§ Written task:
Print the listing below in its entirety, character for character.

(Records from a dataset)
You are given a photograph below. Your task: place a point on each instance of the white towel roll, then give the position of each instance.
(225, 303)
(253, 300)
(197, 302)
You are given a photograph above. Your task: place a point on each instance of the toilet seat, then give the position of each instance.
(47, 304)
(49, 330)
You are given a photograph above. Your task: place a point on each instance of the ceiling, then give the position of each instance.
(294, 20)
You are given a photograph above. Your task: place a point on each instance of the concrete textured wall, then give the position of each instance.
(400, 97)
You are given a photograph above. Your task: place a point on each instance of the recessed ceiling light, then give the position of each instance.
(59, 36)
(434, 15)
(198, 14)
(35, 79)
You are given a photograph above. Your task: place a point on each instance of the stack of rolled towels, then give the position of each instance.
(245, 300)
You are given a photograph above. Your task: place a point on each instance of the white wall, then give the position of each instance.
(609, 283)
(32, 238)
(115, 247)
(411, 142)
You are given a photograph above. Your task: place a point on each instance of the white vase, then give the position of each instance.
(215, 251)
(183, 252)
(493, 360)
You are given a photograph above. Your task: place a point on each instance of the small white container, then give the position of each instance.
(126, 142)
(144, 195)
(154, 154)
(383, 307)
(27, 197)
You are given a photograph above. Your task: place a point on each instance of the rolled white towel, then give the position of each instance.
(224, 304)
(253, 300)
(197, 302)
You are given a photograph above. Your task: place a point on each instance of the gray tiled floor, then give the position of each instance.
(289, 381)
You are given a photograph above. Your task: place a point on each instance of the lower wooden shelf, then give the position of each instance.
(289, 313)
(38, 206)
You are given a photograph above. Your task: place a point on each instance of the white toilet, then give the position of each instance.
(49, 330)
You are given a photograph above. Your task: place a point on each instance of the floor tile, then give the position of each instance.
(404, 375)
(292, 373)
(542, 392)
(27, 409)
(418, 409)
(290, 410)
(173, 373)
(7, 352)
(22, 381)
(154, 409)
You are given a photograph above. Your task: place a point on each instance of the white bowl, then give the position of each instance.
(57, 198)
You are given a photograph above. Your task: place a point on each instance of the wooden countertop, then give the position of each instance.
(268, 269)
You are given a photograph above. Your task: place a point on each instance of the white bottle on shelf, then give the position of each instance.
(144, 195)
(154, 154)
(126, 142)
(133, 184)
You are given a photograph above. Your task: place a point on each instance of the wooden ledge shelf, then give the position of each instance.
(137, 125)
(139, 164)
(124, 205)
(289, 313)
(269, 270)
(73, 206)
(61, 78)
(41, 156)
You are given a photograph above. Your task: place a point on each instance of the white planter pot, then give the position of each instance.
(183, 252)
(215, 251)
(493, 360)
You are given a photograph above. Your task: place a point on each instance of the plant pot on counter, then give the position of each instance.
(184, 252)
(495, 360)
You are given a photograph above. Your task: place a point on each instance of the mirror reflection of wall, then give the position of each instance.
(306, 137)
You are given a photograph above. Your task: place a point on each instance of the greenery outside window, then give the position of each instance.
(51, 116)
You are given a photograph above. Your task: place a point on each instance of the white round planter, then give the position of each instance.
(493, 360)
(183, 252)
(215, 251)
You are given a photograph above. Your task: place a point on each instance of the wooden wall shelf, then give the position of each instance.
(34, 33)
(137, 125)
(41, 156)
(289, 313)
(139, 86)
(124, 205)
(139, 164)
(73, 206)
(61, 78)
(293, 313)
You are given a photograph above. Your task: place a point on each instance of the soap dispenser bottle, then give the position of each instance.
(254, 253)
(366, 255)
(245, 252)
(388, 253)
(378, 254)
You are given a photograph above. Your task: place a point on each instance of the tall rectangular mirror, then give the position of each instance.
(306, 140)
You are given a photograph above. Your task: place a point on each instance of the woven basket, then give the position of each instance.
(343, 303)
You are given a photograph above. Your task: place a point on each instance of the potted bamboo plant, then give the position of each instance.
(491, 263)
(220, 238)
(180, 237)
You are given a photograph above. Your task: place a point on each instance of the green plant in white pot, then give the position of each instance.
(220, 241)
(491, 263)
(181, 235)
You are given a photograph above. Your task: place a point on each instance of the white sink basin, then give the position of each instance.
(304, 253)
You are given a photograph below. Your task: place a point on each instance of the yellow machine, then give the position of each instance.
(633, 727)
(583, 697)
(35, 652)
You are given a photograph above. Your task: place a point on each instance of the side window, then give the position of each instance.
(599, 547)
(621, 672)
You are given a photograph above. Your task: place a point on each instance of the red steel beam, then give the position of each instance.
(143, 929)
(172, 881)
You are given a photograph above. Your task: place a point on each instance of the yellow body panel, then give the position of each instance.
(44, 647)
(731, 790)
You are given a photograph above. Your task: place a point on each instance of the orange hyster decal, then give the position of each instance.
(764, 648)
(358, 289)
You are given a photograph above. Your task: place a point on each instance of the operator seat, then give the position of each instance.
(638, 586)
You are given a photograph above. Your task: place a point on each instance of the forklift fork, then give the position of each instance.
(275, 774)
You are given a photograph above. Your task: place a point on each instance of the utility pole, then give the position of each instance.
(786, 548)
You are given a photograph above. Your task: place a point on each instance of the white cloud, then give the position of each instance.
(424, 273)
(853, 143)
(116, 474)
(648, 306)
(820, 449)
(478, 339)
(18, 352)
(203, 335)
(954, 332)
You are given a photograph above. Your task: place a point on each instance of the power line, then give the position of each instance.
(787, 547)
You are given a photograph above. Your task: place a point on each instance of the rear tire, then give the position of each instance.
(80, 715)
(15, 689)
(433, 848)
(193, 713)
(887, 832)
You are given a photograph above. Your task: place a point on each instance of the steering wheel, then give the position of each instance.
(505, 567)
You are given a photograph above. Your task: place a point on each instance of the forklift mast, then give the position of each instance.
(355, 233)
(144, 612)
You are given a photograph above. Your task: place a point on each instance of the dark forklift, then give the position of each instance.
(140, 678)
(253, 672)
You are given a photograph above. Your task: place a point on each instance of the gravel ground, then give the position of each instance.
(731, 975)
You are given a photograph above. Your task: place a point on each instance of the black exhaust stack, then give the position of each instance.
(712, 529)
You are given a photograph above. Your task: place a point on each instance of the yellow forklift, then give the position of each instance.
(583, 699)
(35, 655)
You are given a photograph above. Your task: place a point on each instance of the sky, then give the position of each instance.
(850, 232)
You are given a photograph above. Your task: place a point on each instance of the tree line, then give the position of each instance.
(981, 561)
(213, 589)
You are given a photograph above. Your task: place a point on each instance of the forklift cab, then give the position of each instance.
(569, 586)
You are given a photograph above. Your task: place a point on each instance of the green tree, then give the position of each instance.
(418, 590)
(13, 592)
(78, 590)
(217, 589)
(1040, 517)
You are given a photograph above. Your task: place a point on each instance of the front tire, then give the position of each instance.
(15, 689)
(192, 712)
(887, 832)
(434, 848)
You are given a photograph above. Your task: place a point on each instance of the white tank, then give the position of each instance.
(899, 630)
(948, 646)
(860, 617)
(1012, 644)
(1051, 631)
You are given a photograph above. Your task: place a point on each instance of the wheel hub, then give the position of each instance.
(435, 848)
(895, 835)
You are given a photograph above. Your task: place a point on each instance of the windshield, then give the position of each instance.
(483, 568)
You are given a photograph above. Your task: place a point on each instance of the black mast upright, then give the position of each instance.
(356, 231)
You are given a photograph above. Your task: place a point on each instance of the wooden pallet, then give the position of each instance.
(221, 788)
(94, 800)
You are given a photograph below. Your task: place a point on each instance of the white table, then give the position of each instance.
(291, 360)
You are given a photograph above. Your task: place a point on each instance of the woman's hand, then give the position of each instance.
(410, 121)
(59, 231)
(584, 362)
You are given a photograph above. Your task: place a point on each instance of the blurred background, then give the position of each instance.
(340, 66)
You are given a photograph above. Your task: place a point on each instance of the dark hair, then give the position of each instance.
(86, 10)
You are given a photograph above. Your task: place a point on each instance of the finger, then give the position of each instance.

§ Exercise output:
You are given a photograph below. Your task: place a point on each instance of the white towel roll, then give the position of each instance.
(225, 303)
(253, 300)
(197, 302)
You are given a photograph above. Your task: place a point on each instance of the toilet seat, then give the position of each instance.
(47, 304)
(49, 330)
You are given a photograph above. Your task: place a point on each instance of the ceiling, then give the position of each instance.
(294, 20)
You are given a photograph above. Your task: place a point on each instance of the concrete textured wall, then give the position of each instance.
(400, 97)
You are given a photograph above. Your task: place a point on each instance of the recessed ceiling light, then give the position of each instance.
(59, 36)
(434, 15)
(198, 14)
(35, 79)
You are given a photograph above. Your task: place a point on each instance of the stack of rolled towels, then give the position of each instance.
(245, 300)
You are given a photograph above. Your task: place a point on each instance of the white wall, then give the position of each instance.
(609, 283)
(32, 238)
(115, 247)
(411, 142)
You are given a photograph above. Your task: place a point on each instance of the white vase, then give the position of each instance.
(215, 251)
(183, 252)
(493, 360)
You are given a photograph above. Your task: place a point on each instance of the small white container, then give the position of each instance.
(126, 142)
(144, 195)
(154, 154)
(383, 307)
(27, 197)
You are given a photograph above. Your task: place a point on each instance of the rolled white towel, then give the position of each instance.
(224, 304)
(253, 300)
(197, 302)
You are given a photograph above. Your task: place a point on each instance of the gray tiled floor, then give the position of each instance.
(289, 381)
You are given a photograph above. Your task: place a point on each instance of the lower wooden shelf, then give the position of each instance.
(289, 313)
(38, 206)
You are given a photograph above. Your task: place a point on each instance of the white toilet, then give the position of each instance.
(49, 330)
You are given a photograph above. Your task: place a point on each instance of the floor tile, then give the position of each instance.
(404, 375)
(292, 373)
(542, 392)
(27, 409)
(418, 409)
(290, 410)
(173, 373)
(7, 352)
(22, 381)
(154, 409)
You are given a photograph above. Your task: place a point on each instance of the white bowl, then give the position of each instance.
(57, 198)
You are given a photograph above. Your task: place a point on each instance of the wooden countertop, then give the position of each instance.
(268, 269)
You are given a photograph above. Your task: place a point on each instance of the white bottle on shelf, then give the position of each instance.
(144, 195)
(154, 154)
(126, 142)
(133, 184)
You are given a photograph above. Your task: place a point on each instance of the wooden ledge shelf, then give the position of each instance.
(137, 125)
(139, 164)
(124, 205)
(289, 313)
(269, 270)
(73, 206)
(61, 78)
(41, 156)
You are given a photograph above. Your task: place a point on each instance of the white planter pot, then give the position of each instance.
(183, 252)
(215, 251)
(493, 360)
You are given a photograph above. Your task: place a point on each instance of the plant pot on counter, then give the position of each instance.
(184, 252)
(495, 360)
You are given a photograph above. Your task: place a point on each instance of the mirror reflection of wall, then give the position of each instance.
(306, 137)
You are given a photograph above. Your task: place a point on each instance of the greenery outside window, then give the position of each instance.
(51, 116)
You are given a photograph above. Your task: place a point on each instance of the white round planter, then give the position of each instance.
(493, 360)
(183, 252)
(215, 251)
You are given a photograph above. Your task: place a point on each instance of the wooden wall shelf, then give the position of each instance.
(34, 33)
(137, 125)
(41, 156)
(289, 313)
(139, 86)
(124, 205)
(139, 164)
(73, 206)
(61, 78)
(293, 313)
You are given a photograph above. Your task: place a point on each instance of the soap dispenser bottle, then give the position of each instance.
(254, 253)
(366, 255)
(245, 252)
(388, 253)
(378, 254)
You are given a photograph above. Your task: place a point on each instance of the tall rectangular mirror, then give the position of each instance.
(306, 140)
You are given a photograph above. Your task: place a point on each instance of the woven basket, then give the position of each instance.
(343, 303)
You are given a photograph above. Your task: place a point on each instance of the potted bamboo plant, then give the position of each instance.
(491, 263)
(220, 238)
(180, 237)
You are given a photograph above. Your task: place a point on each instance of the green plant in white pot, then give the position of each instance.
(220, 241)
(491, 263)
(181, 235)
You are given a photograph above. Your task: place a point on each instance of the white sink basin, then give the position of each instance.
(304, 253)
You are given a photograph below. Your task: place a point on each instance of the yellow machine, then give the position of each instance.
(633, 727)
(583, 697)
(35, 652)
You are given a photograph above. Your task: place a point on each instance of the side window, then give the position of each instance.
(599, 547)
(621, 672)
You are given a photograph above. Your task: place a point on each instance of the red steel beam, then give the position of each instance.
(143, 929)
(172, 881)
You are given a photograph above. Your task: place a point on each instance of the yellow body panel, then give the position of each instance.
(44, 647)
(731, 790)
You are given a photograph above. Your task: place a point on each instance of the orange hyster decal, then give the position of each instance.
(764, 648)
(358, 289)
You are given a photograph above. Your task: place a point on each instance of the operator seat, then give the position of each instance.
(638, 586)
You are given a photograph above. Your task: place a point on each instance of the forklift fork, then give the position of each instance.
(275, 774)
You are given a photograph above. Your task: place a point on each instance of the utility pole, then give the position of each instance.
(786, 548)
You are given a photograph above. Your task: place a point on each instance of the white cloud, then give the position of each instance.
(424, 273)
(853, 143)
(116, 474)
(648, 306)
(820, 449)
(478, 339)
(18, 352)
(203, 335)
(954, 332)
You are given a photograph above. Your task: place a point on each instance of the power line, then give the position of each instance.
(787, 547)
You are given a photograph above. Your task: place a point on each instance of the rear tire, then give the position of each instance.
(80, 715)
(15, 689)
(433, 848)
(193, 713)
(887, 832)
You are given a photograph above. Your task: place a point on each instance of the steering wheel, then give the position of each instance.
(505, 567)
You are given a photograph above. Your task: place a point on each instance of the forklift mast, then give the position of each instance.
(355, 233)
(144, 612)
You are given a photograph above. Your task: place a point on each instance of the dark forklift, then give the position of each instance.
(140, 678)
(253, 672)
You are given a photograph above. Your task: place a point on each instance of the gravel ground, then give the position of each instance.
(731, 975)
You are given a photograph above. Your task: place a point on each instance of the black exhaust stack, then give the position of each instance.
(712, 529)
You are given a photograph above. Your task: place a point on each instance of the yellow forklift, then give the position of each instance.
(583, 699)
(35, 655)
You are given a photograph above. Your task: place a point on each instance of the sky, then give the position of each instance.
(850, 232)
You are given a photograph above. Your task: place a point on each instance of the tree line, then give the position of each instance.
(981, 561)
(213, 589)
You are given a photograph above. Your task: place a point on each instance of the forklift cab, then give the position of each instance.
(569, 586)
You are given a photograph above. Your task: place a point on each instance of the green tree, then give the position of each instance.
(418, 590)
(13, 592)
(78, 590)
(217, 589)
(1040, 517)
You are given a photograph above. Your task: place a point on each instance of the front tire, then give the position of each instance.
(15, 689)
(192, 712)
(887, 832)
(434, 848)
You are given a photograph above. Your task: place a point on each instance of the white tank, then give the position of each instance.
(899, 630)
(948, 646)
(860, 617)
(1012, 644)
(1051, 631)
You are given a photograph above. Your task: place a point on each instance of the wheel hub, then give the position of each instance.
(435, 848)
(895, 835)
You are given a photograph above. Your task: place a point on each instance of the windshield, then give the position of each instance.
(483, 568)
You are given a photograph above. Your task: place a point on each instance of the black mast upright, then give the position of each instance.
(356, 231)
You are given a photograph above. Your task: place a point on each instance of the wooden pallet, then give the position of each instance.
(221, 788)
(94, 800)
You are given a photograph below. Your task: place a point on each instance of the white table, then give the position of each instance.
(291, 360)
You are given a photograph above. Your task: place a point on each instance of the woman's hand, then give the position of each instance.
(410, 121)
(59, 231)
(584, 362)
You are given a photograph above. Your task: place a point on each instance of the blurred background, then give the position of each instance.
(340, 66)
You are given a photograph above. Your task: place a point on each instance of the dark hair, then give the position of each instance.
(86, 10)
You are given a photograph above. Your task: place a point on each instance of the finger, then give the position of each instance.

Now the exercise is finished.